Reproduce the portion of the Brave excerpt starting with "When converting cryptocurrency" and going on through "other fraudulent activity.", substituting "platform" for every instance of "exchange".

● Excerpt
###

Brave home page after first installing it

When converting cryptocurrency to real money, you need to use an exchange to sell your BAT, and the most common exchange that’s recommended is Uphold. The problem is that with any exchange that accepts BAT, you’ll need to complete a Know Your Customer check, or KYC. This requires sharing information that confirms your identity so that the service can assess your risk and also engage with law enforcement if it’s suspected that your account is being used for money laundering or other fraudulent activity.

This means that to use one of the headlining features of Brave that no other browser has and to turn your cryptocurrency that you get into real money, you need to share all of your details with a third-party service. It’s not just your name, birthday, and address either; it’s proving where your money comes from, proving your identity with an official document like a passport, and even sharing your employment status.

###

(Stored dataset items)
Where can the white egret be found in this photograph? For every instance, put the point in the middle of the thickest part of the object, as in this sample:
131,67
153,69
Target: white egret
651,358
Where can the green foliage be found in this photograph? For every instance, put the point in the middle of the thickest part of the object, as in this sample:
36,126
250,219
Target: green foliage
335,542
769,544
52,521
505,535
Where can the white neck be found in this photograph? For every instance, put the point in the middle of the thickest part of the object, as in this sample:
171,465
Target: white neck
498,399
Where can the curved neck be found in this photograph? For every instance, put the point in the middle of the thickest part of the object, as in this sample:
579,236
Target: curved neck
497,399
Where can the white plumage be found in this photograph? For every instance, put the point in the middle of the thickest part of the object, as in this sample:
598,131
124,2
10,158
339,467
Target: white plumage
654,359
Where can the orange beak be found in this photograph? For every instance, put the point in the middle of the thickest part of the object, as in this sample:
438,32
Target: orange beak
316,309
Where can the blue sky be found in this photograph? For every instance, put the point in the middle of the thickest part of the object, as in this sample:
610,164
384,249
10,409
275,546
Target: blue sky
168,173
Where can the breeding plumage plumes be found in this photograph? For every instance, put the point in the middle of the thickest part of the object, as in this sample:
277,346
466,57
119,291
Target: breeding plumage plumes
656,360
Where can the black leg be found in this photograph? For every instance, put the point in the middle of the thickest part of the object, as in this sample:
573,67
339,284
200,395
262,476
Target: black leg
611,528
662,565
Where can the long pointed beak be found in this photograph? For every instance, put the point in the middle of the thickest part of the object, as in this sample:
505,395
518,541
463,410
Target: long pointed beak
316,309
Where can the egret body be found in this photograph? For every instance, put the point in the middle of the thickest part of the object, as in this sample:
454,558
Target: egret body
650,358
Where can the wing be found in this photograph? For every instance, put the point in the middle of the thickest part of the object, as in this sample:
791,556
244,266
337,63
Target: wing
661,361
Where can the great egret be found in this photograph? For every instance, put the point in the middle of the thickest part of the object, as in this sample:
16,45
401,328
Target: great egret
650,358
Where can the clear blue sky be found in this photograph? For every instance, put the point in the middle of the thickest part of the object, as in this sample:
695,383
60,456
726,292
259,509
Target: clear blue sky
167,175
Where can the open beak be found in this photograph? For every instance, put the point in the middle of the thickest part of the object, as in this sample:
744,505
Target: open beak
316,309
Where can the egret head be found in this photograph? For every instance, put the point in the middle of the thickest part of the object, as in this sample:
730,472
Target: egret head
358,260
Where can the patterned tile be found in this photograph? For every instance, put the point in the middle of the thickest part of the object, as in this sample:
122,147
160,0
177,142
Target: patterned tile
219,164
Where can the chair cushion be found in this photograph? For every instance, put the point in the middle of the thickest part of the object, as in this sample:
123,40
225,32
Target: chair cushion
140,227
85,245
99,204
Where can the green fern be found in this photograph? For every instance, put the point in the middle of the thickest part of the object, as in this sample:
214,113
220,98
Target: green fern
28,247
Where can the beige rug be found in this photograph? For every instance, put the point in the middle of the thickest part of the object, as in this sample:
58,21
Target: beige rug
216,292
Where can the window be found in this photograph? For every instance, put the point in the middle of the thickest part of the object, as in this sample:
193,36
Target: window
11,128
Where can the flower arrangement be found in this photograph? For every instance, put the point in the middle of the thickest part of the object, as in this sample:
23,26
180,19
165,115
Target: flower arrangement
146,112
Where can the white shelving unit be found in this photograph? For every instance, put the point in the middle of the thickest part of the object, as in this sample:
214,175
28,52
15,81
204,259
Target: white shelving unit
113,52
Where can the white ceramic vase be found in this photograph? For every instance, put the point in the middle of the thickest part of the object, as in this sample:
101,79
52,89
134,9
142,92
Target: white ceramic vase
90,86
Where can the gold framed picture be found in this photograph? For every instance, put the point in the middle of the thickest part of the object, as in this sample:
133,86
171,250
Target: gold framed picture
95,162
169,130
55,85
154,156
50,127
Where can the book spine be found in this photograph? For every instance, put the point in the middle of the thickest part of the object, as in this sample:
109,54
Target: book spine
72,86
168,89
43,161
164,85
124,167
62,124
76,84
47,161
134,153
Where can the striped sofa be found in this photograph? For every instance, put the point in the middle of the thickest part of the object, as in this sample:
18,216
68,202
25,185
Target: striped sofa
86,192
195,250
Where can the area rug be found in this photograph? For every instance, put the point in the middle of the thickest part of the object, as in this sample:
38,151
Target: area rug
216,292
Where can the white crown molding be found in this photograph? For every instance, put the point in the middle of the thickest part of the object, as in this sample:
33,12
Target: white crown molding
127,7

###

● Result of the exercise
When converting cryptocurrency to real money, you need to use an platform to sell your BAT, and the most common platform that’s recommended is Uphold. The problem is that with any platform that accepts BAT, you’ll need to complete a Know Your Customer check, or KYC. This requires sharing information that confirms your identity so that the service can assess your risk and also engage with law enforcement if it’s suspected that your account is being used for money laundering or other fraudulent activity.